## [Task to carry out]
Produce a verbatim copy of the lines from the one holding "Would you be willing to mark the white fascia" through the last line of the listing, and nothing else.

## [Information given]

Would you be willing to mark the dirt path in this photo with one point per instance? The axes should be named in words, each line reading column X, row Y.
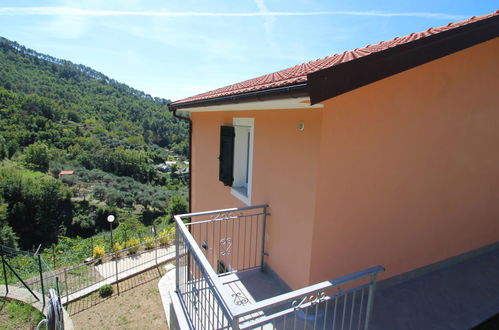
column 138, row 306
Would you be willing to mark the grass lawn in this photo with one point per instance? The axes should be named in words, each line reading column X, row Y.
column 16, row 315
column 138, row 306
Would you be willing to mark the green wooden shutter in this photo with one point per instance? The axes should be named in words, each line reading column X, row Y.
column 226, row 157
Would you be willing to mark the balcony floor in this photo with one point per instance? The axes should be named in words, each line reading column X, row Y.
column 459, row 296
column 251, row 286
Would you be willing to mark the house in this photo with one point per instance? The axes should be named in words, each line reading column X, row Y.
column 62, row 173
column 384, row 155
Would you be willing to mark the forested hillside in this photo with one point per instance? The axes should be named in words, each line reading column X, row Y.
column 58, row 116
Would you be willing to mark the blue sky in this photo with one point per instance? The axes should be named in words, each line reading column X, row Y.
column 174, row 49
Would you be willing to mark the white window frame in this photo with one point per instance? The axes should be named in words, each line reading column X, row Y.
column 243, row 158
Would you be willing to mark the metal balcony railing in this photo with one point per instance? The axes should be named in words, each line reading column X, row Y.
column 219, row 243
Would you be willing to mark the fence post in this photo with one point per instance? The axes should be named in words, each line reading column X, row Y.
column 67, row 288
column 117, row 283
column 264, row 228
column 53, row 254
column 155, row 242
column 177, row 259
column 5, row 276
column 370, row 301
column 41, row 278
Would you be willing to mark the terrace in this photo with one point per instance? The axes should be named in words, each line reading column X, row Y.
column 222, row 281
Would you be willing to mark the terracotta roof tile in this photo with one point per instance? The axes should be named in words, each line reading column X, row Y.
column 298, row 73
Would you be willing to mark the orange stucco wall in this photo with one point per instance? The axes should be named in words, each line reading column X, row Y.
column 285, row 164
column 409, row 171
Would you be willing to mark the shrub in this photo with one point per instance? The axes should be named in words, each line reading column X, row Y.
column 149, row 242
column 117, row 247
column 98, row 252
column 133, row 245
column 106, row 290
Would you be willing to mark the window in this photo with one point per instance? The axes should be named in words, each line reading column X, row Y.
column 236, row 157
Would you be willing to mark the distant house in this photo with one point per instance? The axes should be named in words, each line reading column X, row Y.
column 384, row 155
column 62, row 173
column 166, row 166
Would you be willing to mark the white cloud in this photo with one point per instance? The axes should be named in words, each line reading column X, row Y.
column 52, row 11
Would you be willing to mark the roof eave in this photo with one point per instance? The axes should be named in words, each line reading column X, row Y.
column 293, row 91
column 342, row 78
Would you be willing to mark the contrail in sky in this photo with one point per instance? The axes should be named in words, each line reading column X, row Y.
column 54, row 11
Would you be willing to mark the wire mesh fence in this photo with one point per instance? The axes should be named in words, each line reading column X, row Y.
column 30, row 271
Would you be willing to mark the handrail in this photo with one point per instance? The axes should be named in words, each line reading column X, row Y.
column 220, row 289
column 196, row 214
column 285, row 297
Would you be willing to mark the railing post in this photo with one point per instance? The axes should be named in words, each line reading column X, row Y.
column 41, row 278
column 264, row 226
column 177, row 257
column 155, row 246
column 235, row 323
column 5, row 276
column 370, row 301
column 67, row 288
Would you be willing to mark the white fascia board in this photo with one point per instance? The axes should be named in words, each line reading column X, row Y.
column 278, row 104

## [Finished exercise]
Would you be willing to mark the white fascia board in this photo with one point per instance? The axes should be named in words, each line reading column X, row Y.
column 278, row 104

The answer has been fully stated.